* **Exercise**
Update the material below by replacing every "Query" with "Target" and leaving everything else unchanged. Leave the pictures out of your answer.

──────── Records provided

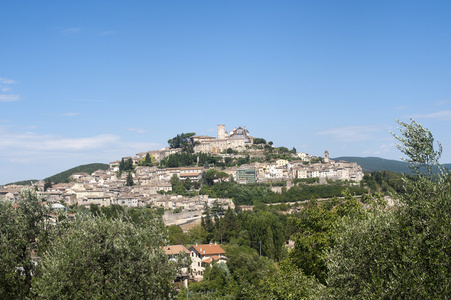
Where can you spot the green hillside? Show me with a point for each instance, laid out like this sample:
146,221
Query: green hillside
64,176
370,164
89,168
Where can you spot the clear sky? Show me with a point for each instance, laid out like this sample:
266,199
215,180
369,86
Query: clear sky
93,81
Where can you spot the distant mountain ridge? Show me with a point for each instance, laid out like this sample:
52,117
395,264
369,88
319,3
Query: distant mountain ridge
370,164
64,176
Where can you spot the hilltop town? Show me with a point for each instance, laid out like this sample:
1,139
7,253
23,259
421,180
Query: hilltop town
148,178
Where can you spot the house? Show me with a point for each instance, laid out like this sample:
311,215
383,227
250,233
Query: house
173,252
204,254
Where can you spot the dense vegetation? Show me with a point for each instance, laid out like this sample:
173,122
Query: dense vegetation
89,168
250,194
109,254
344,249
64,176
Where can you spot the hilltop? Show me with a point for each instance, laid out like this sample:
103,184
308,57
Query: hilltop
64,176
370,164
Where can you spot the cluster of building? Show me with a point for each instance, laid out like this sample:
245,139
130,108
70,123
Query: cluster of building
200,255
104,188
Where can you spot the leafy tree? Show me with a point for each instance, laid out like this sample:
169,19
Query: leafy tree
23,236
100,258
126,165
176,235
259,141
283,150
187,184
287,282
315,234
182,141
47,184
402,253
129,181
417,143
177,185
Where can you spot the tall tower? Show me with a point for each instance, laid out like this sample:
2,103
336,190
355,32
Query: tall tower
221,132
326,156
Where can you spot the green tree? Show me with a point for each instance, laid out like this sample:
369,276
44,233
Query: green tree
315,234
259,141
176,235
177,185
417,143
129,181
47,184
287,282
100,258
399,253
187,184
24,235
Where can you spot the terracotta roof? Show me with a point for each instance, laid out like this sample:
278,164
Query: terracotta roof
212,258
208,249
175,249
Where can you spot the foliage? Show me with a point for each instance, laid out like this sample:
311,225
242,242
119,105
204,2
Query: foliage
47,184
147,161
314,234
97,257
417,143
129,181
176,160
401,253
182,141
209,177
89,168
126,165
23,235
383,181
259,141
287,282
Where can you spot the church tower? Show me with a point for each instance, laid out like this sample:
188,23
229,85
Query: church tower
221,132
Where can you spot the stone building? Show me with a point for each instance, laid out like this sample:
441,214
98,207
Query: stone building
236,139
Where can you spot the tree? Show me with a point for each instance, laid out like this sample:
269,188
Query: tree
129,179
259,141
400,253
177,185
23,236
47,184
417,143
182,141
187,184
100,258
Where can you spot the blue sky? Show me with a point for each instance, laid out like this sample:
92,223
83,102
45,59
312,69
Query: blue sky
92,81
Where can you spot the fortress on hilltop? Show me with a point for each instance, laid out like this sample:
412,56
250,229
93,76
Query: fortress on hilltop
236,139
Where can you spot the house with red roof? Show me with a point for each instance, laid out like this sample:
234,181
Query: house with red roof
204,254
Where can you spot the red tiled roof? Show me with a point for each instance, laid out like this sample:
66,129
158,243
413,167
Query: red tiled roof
208,249
175,249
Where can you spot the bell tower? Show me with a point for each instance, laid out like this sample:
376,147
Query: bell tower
221,131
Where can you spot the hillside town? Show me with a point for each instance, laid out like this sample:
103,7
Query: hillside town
152,184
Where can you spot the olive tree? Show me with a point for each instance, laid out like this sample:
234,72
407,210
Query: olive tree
417,143
24,233
101,258
402,252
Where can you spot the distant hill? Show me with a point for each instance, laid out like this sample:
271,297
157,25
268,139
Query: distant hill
64,176
89,168
370,164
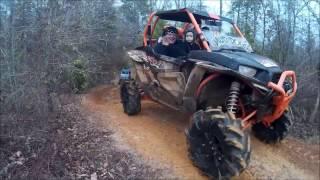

────────────────

* **Output of the exercise**
Where can you spot the green hillside? Show me with a point for each instance, laid out like this sample:
146,221
Target: green hillside
64,176
370,164
89,168
Where can you spot the clear sky? Show me with a point for each instance, laid out like this sample:
266,199
215,180
369,86
Target: clear sky
93,81
Where can you spot the distant mountain ridge? Show me with a point for each instance, laid out like this sample:
52,117
395,264
369,88
319,3
Target: distant mountain ridge
370,164
64,176
Where can you spot the hilltop town? Show me with a point for each instance, laid out like this sample:
1,139
7,253
23,259
421,180
Target: hilltop town
148,178
Where can you spot the house? Show me with a point for each instance, laid out like this sample:
311,215
383,227
250,233
Target: house
173,252
204,254
Where can you spot the dense vegetation? Show me with a point for each instance, laid out like this sample:
173,122
Target: dense vegetation
89,168
250,194
109,254
344,249
64,176
Where can you spot the hilltop? Show me with a point for each instance, laid out like this sample:
103,184
308,57
Target: hilltop
64,176
370,164
Where can you spot the cluster of building? Show me with a point for each instance, laid out like this sample:
245,139
130,108
70,123
Target: cluster of building
200,255
104,188
Where can you spot the leafy tree? Show me with a point for each instance, laid out like this sample:
169,19
Target: leafy tree
23,236
100,258
126,165
176,235
259,141
283,150
187,184
287,282
315,234
182,141
47,184
402,253
129,181
417,143
177,185
Where can you spot the tall tower? Show me with a point for each instance, laid out like this sample:
2,103
336,190
355,32
Target: tall tower
221,132
326,156
Where can you spot the green tree? Show me with a point for each instance, laid out like this sample:
369,276
44,233
Target: green tree
315,234
259,141
176,235
177,185
417,143
129,181
47,184
287,282
100,258
399,253
187,184
24,235
Where can you spot the terracotta roof? Show me with a point for each instance, laid out like this sample:
278,164
Target: terracotta roof
212,258
208,249
175,249
Where can you spot the foliage? Show me with a point for each instance, laid out like this sample:
311,225
242,242
119,105
204,2
Target: foliage
47,184
147,161
314,234
97,257
417,143
129,181
176,160
401,253
182,141
209,177
89,168
126,165
23,235
383,181
259,141
287,282
Where can you spot the church tower? Show me with a point for each instance, laid out like this sample:
188,23
229,85
Target: church tower
221,132
Where can you spot the stone building? Show me with a point for each instance, laid out like this sample:
441,214
98,207
Target: stone building
236,139
Where can you spot the tree? Show me with a point for each instance, laid out like this sample:
269,188
Target: tree
129,179
259,141
400,253
177,185
23,236
47,184
417,143
182,141
187,184
100,258
Where can you spot the blue sky? Show me with a point for each instance, laid out like this sample:
92,223
83,102
45,59
312,69
Target: blue sky
92,81
Where can you spot the fortress on hilltop? Show me with a point for each instance, laid out like this sample:
412,56
250,229
93,76
Target: fortress on hilltop
236,139
Where can you spot the house with red roof? Show me with a point for each instance, laid out like this sample:
234,181
Target: house with red roof
204,254
Where can you spot the red tiled roof? Show me with a point for each instance, laid out like this sample:
66,129
158,243
413,167
Target: red tiled roof
208,249
175,249
Where can you spot the bell tower? Show me with a point for each instance, laid out like this sample:
376,147
Target: bell tower
221,131
Where can you spot the hillside town? Show me with a point for each instance, laid out like this sample:
103,7
Target: hillside town
152,184
Where can you spot the olive tree? Show me with a point for each instance, laid out like this sample:
234,72
407,210
Target: olive tree
417,143
24,233
101,258
402,252
Where can you spot the distant hill? Show me with a point for each instance, laid out like this sample:
271,297
157,25
268,139
Target: distant hill
64,176
89,168
370,164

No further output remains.